→ **Challenge**
Quote the records that follow in full, leaving the pictures out.

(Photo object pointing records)
-=-=-=-=-

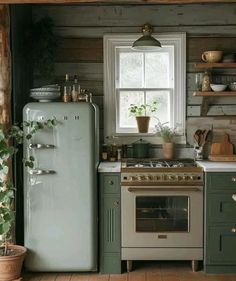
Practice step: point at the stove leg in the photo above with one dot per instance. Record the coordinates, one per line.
(194, 265)
(129, 264)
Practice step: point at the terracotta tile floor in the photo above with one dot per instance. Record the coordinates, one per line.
(142, 271)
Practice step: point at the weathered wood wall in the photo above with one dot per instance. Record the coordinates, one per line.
(80, 30)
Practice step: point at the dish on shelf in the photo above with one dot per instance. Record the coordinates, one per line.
(45, 96)
(218, 87)
(232, 86)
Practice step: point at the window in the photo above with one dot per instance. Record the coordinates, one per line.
(132, 76)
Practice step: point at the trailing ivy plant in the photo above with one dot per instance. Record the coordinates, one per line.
(10, 139)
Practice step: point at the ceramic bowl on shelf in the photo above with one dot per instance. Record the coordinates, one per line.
(45, 96)
(218, 87)
(232, 86)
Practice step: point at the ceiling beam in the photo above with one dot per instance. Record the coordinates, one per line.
(114, 2)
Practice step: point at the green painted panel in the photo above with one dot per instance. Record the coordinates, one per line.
(111, 183)
(221, 181)
(111, 214)
(222, 208)
(111, 263)
(220, 245)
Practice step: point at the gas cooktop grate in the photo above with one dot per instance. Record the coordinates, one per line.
(159, 163)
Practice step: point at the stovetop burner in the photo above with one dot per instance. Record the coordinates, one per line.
(159, 163)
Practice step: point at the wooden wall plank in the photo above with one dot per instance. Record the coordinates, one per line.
(98, 32)
(115, 2)
(80, 50)
(131, 16)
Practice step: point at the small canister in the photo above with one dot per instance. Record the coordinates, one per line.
(140, 149)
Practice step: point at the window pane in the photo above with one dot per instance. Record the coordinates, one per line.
(157, 68)
(127, 98)
(163, 105)
(131, 70)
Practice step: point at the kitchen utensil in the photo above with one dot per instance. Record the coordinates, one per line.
(140, 149)
(212, 56)
(223, 158)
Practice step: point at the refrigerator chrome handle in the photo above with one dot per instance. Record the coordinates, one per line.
(40, 145)
(41, 172)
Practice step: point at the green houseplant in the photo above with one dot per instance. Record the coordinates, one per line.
(12, 256)
(142, 114)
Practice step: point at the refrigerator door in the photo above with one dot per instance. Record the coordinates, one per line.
(60, 192)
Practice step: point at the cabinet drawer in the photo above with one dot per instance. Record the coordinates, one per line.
(111, 183)
(220, 245)
(221, 181)
(222, 207)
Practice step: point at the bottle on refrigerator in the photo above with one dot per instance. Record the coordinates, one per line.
(67, 91)
(75, 89)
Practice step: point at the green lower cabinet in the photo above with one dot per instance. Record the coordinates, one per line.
(220, 223)
(222, 245)
(110, 224)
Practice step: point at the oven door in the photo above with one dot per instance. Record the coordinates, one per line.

-=-=-=-=-

→ **Solution for this problem**
Practice step: point at the stove leg in the photo above with one dot per instance. Record the coordinates, one per line.
(194, 265)
(129, 264)
Practice step: point at the terracotta tile floor in the photo above with one dot per instance. Record the coordinates, one per line.
(142, 271)
Practice step: point at the weathered wood wall in the photo above with one dot per instance. Record the coordinates, one per line.
(80, 30)
Practice step: point at the dish on shelf in the photo above with one dot per instance. Record the coordinates, one per line.
(45, 96)
(218, 87)
(232, 86)
Practice step: point at the window in the photo above with one dot per instance. Record the coordinates, one per line.
(132, 76)
Practice step: point at the trailing ivy plant in the photo above with one dot per instance. Record the coordinates, one per line.
(10, 139)
Practice step: point at the ceramic bowl on shelf in the photo above with one dot per instance. Record the coordinates, one per line.
(45, 96)
(218, 87)
(232, 86)
Practice step: point at the ceiling beam in the photo above with one dot per instance. Record the coordinates, one per line.
(114, 2)
Practice step: point at the green painted panel in the photo above with one dot per instance. Record the coordinates, one per line.
(111, 183)
(221, 181)
(111, 214)
(222, 208)
(111, 263)
(220, 245)
Practice step: point at the gas cooktop grate in the photo above with one dot per instance. Record the coordinates, one per line.
(159, 163)
Practice step: point at the stovetop burner in the photo above with one dot per instance. Record the coordinates, one per line.
(159, 163)
Practice step: point at the wooden wall plank in the photo above with one dot per instance. Record the coordinates, one per line.
(98, 32)
(115, 2)
(80, 50)
(131, 16)
Practice step: point at the small canister in the photo above with one dot per instance. Record the coordinates, one per line.
(140, 149)
Practice step: point at the window pane in the photo above with one dot per instance. Record the coordinates, one per line.
(157, 68)
(127, 98)
(163, 105)
(131, 70)
Practice step: point at the kitchen utensil in the photo above with one dot per instance. Record the coordinates, one per line.
(140, 149)
(212, 56)
(223, 158)
Practice step: point at the refrigerator chrome handle in the photo above with one dot per instance. Record the coordinates, one per line.
(40, 145)
(41, 172)
Practice step: point at the green houseplant in the photo above with one dot per instance. Record the coordinates, one per line.
(12, 256)
(142, 114)
Practice step: point at the refrigerator door in the photo above with one dot per instance. Record the coordinates, one per line.
(60, 192)
Practice step: point at the cabinet drawer in the photo above with one dot per instance. Record the coordinates, one per line.
(111, 183)
(220, 245)
(221, 181)
(222, 207)
Practice step: point at the bottle on refrigerator in the photo above with one dot per instance. Record the coordinates, one per line.
(67, 91)
(75, 89)
Practice step: point at the green lower cabinet in the photo above with one dot per instance. Record the coordinates, one per line.
(220, 223)
(222, 245)
(110, 224)
Practice step: point at the oven door in the photo above with one dot per instance. Record the coordinates, one per line.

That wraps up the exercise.